**RECORDS PROVIDED:**
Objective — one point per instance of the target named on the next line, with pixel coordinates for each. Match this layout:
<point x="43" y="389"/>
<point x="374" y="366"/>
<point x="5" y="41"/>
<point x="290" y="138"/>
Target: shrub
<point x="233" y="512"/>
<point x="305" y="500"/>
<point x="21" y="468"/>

**TASK STATEMENT:**
Repeat the material above in its entirety, exactly.

**SOLVED PROBLEM:**
Objective — one point per instance of the target named on the next line, with pixel coordinates for each. Match this layout:
<point x="43" y="389"/>
<point x="374" y="366"/>
<point x="5" y="41"/>
<point x="290" y="138"/>
Target: shrub
<point x="233" y="512"/>
<point x="305" y="500"/>
<point x="21" y="468"/>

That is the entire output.